» **BRIEF 1**
List every tribe or ethnic group named in the passage on Nigeria's colonial history.
» **BRIEF 2**
Continue the passage on Nigeria's colonial history from its last sentence.

Indeed, with its Moslem north and Christian south, its tribal divisions and its boisterous, argumentative people, Nigeria traditionally has been one of Africa’s most ungovernable, undisciplined countries. When the British arrived in the mid-nineteenth century, they found not a single entity but several regional mini-nations representing the major tribes: the Arab-like Hausa and Fulani of the north, whose feudal emirs built empires and huge palaces of baked mud that was carved into crenellations and parapets; the Yoruba of the west, self-assertive and capitalistic people who worshiped more than four hundred gods and who today make up the majority of Lagos’ population; and the pastoral, primitive Ibos of the east, who occasionally supplemented their low-protein yam diet with human f
lesh. Intertribal warfare and the slave trade of the seventeenth and eighteenth centuries had begun the deterioration of Nigeria’s cultures before the colonialists’ arrival. The British completed the process by forcing the major tribes to meld into a single colonial boundary. But true to their divide-and-rule policy, the British did not treat each ethnic group equally, and the people they chose to favor with privilege were the Ibos.

» **INFORMATION SHOWN**

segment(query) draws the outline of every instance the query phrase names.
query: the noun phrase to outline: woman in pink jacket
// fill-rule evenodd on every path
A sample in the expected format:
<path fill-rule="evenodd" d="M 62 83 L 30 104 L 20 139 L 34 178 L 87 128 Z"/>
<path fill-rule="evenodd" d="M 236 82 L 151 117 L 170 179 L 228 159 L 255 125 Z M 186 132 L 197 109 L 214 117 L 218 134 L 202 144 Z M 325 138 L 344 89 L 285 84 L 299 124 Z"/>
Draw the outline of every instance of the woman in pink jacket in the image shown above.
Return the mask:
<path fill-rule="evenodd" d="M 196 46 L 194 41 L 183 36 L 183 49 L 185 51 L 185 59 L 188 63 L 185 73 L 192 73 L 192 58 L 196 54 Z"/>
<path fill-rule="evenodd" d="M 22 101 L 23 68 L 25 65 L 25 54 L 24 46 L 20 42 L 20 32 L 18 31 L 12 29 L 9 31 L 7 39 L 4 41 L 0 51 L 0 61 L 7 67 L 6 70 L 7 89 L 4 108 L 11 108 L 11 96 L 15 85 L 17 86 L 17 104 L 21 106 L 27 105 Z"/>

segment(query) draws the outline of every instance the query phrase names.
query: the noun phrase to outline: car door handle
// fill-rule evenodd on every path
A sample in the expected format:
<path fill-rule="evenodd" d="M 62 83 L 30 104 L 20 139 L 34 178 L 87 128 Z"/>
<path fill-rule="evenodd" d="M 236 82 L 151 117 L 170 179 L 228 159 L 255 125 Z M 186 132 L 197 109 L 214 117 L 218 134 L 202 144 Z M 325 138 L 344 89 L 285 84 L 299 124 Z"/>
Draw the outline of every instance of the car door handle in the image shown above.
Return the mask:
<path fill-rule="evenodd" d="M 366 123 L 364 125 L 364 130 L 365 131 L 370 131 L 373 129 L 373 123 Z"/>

» **WRITTEN ANSWER 1**
Hausa, Fulani, Yoruba, Ibos

» **WRITTEN ANSWER 2**
Backward as they appeared, the Ibos had a unique culture that was compatible with the concepts of Western-style advancement. They were ruled not by autocratic village chiefs, but by high achievers—successful yam farmers, warriors and public speakers. The titles and achievements of a man were buried with him, and his sons, unlike most young men in Africa, were required to earn their own reputation. The Ibos were eager to learn, and they welcomed the missionaries who brought books and schools. Soon each village was collecting money to send its brightest youths off to Europe to be educated. Those who remained behind eagerly accepted the mechanics of capitalism and administration that the colonials brought, and the British came to rely on the willing Ibos as the backbone of Nigeria’s bureaucracy and commerce. The Ibos spread out from their homeland in the eastern region and became Nigeria’s most successful and capable entrepreneurs, administrators and educators. They were proud, arrogant and given to self-praise. And because they had become the dominant tribe of the emerging nation, they were resented by other Nigerians. They valued what other tribes decried: high personal achievement. When the British left Nigeria in 1960, the Ibos inherited the controls of an infant country.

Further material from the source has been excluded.